--- Excerpted passage ---

If we were more aware of this essential aspect of being humanly
cognitive, we might be able to solve problems long thought irresolvable,
or better yet, survive our cognitive infancy — which is certainly
where we are at now. I have the sneaking suspicion that our race
has 'been here before', as well.
Certainly there are stories that stand out as being
essential to our cognitive lineages, but there are also scalar expressions
of templates from which any story may arise which also
stand out. Often, a glimpse of those, experientially, can be more
amazing than any possible story, but that perhaps is a matter for
another essay.
What I want to address here is something very human,
very complexly emboided, yet essentially simple. As a child I deeply
experienced the connectivity of the many living forms I
encountered. I never took anyone's advice to experience them as
insentient, or non-intelligent, or 'differing' in 'scale of ability'
in the domain of communication. Because I never 'bought' this fallacy,
I experienced a rather different life than most humans do, even
those who claim to be more or less alike with me.
It was clear that the judgmental 'advisors' of modern science, academia,
and religion (at least as popularly experienceable) were 'projecting':
it was their intelligence which was being drawn into question
by their axioms and beliefs, and not that of the myriads
of beings they observed and commented upon, in whatever domain of
media or experience one might encounter such things.
This never failed to bash me around inside, because I knew that
the people around me were not understanding some very essential
things about the biospheric citizen issue in the specific domain
of the relations beween the many species of Earth, and our own species.
Thus we arrive at Homo insapient — the modern evolutionary
champion who may well end our lineage altogether, for the sake of
absurd stories, propaganda, and cash. Again, another essay altogether.
Deeply
experiencing these things, and my own nation, people and worls community
as essentially threatening to the Earth, even as a child, I become,
in my own way, a protector.

--- Data records ---

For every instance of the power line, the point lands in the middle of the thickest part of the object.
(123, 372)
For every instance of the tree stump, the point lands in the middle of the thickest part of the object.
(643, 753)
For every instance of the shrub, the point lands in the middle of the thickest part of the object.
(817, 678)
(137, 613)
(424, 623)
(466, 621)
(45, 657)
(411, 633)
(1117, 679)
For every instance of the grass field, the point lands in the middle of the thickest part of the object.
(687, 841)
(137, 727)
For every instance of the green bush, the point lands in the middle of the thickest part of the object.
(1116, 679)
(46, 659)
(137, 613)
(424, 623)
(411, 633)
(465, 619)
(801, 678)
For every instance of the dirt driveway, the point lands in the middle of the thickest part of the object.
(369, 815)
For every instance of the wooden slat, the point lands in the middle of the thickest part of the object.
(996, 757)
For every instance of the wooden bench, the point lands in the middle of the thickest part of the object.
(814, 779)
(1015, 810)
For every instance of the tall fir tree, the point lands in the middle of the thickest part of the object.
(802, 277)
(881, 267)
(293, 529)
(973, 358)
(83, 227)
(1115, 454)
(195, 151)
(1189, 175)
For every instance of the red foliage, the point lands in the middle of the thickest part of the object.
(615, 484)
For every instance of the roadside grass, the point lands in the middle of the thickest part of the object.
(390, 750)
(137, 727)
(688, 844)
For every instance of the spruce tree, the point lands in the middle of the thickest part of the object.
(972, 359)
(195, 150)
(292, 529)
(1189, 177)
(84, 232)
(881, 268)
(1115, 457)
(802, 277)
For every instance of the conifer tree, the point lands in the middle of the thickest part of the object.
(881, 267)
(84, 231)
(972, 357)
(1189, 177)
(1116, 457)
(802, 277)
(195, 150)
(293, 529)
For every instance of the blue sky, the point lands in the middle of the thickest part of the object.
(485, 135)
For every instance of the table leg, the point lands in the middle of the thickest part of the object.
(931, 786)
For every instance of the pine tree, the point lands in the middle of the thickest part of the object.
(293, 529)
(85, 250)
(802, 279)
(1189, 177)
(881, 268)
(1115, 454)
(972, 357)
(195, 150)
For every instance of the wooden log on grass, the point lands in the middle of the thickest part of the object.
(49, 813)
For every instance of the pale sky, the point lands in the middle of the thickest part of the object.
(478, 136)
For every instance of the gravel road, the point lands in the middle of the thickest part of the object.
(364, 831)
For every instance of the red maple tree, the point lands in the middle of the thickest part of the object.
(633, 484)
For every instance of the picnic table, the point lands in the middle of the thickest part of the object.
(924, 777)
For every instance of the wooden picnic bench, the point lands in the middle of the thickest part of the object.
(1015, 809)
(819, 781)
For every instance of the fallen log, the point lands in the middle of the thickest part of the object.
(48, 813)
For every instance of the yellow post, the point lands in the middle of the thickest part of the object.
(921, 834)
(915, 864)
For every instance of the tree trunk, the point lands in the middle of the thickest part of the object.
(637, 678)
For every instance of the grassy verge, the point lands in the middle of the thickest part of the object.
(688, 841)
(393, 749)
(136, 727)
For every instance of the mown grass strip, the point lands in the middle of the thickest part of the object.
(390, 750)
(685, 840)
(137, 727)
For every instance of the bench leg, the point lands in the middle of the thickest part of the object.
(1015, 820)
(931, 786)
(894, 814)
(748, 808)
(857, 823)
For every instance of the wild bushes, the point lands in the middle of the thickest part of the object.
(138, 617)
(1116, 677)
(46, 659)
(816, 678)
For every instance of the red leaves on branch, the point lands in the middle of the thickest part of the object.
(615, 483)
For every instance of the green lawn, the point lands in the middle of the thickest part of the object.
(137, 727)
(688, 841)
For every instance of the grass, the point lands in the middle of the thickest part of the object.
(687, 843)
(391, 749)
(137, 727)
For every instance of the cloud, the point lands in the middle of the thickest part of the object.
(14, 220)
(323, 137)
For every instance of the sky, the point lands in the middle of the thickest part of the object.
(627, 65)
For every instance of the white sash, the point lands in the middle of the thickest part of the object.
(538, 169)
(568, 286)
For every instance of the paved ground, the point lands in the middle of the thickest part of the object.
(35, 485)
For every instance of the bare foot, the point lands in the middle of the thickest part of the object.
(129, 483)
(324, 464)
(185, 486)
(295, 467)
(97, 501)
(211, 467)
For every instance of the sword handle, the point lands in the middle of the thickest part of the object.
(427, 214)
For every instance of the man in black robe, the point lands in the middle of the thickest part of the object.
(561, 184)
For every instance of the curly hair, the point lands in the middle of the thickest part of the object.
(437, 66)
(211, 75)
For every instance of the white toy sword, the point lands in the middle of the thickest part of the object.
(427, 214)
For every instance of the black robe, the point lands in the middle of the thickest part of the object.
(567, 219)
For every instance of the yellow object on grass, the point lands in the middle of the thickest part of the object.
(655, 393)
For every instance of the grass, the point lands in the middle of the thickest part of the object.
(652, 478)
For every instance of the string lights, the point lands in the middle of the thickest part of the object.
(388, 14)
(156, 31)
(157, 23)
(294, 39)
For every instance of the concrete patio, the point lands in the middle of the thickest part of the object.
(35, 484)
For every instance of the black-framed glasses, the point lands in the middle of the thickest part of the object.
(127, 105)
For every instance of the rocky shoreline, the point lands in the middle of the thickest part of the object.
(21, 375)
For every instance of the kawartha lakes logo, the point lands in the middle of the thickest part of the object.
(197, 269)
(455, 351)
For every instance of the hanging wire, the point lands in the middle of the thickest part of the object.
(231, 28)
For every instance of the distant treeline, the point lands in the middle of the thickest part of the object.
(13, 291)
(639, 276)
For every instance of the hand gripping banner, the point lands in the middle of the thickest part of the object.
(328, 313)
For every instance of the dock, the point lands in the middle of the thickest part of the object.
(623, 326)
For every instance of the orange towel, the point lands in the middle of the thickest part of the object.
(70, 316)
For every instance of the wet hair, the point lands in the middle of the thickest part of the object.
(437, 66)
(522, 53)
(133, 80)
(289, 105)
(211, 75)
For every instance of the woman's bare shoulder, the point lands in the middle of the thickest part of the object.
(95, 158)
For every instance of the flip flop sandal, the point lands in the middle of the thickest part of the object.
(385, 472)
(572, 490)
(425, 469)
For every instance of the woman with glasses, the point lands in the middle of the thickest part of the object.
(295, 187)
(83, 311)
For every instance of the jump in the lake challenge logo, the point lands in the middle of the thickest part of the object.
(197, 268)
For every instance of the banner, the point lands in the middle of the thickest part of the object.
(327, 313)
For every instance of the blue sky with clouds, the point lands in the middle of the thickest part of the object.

---

--- Problem 1 ---
In the essay excerpt, what name does the writer give to the modern evolutionary champion who may end our lineage altogether?
--- Problem 2 ---
How would you continue the essay excerpt about humans and the many species of Earth, picking up right after its final sentence?
This material has no connection to the essay excerpt.

--- Answer 1 ---
Homo insapient.

--- Answer 2 ---
It seemed a very clear choice, I could have and maintain the
essential heartfulness I was seemingly born with, or I could sacrifice
it and become a machine.
I could never see the reward in Side II, Mechanical Valuing. I decided
to stay human at all costs, and champion that for whatever creatures
I could manage the task in aid of. Wow, was I naieve. So glad to
still be that way, as well.
Anyway, my point is getting, as is usual these days, belaboured
in arriving. Certain books are more important than others. After
you've read a few thousand of them you begin to form a kind of inner
map. It doesn't matter what kind of books — in any
class, this is a possible generalizing outcome of many readings.
What happens is of couse unique to each person. But for me, a kind
of map arose, of particular stories which held some particle so
essesntial, that it drove their cognitive value high above the rest
of them. The Book I am Now Indicating is Larry Niven's Protector,
and I'll return to why, in a moment.
Since
I am rambling, and since I am a poet as well as a researcher and
just a plain old human being (sort of), I'd like to take a moment
to recommend a little cognitive experiment. Randomly (in your own
expression of randomness) select three books. Read them as though
all the material in each one related intimately, in every possible
way, to the others. With the right set of books, you could literally
have an experience unlike anything you've ever imagined, becuase,
strangely, when linked with human cognition, the essential scalarity
of our natures and languages gets a kind of quantum leap by
association.
What happens is that unusually extensible (and highly gneralizing)
maps can begin to form, in the experiencer. Connectivities which
are generally off-limits, entirely, come into play. Although I had
played with this as a toy in poetic experiments during the 1980s,
I did not stumble into the fullness of its potentials until many
years later. An artist I once met discussed a similar property which
was emergent from 'watching multiple television channels simultaneously'
— and, at the time, I thoroughly wrote him off as someone
too isolated to test his own experience reliably. Bad move on my
part. He was right.
Why was he right? That's more difficult to answer difinitively,
for some reasons which are harder to explain. A typical dodge, my
last statement, I know — but I must remain cogent to the travel
of my fingers and the errand of my mind. Consider this thought experiment.
We'll just play here, no laws allowed. We'll call our experiment
'A Given Set of Books — and a Question'.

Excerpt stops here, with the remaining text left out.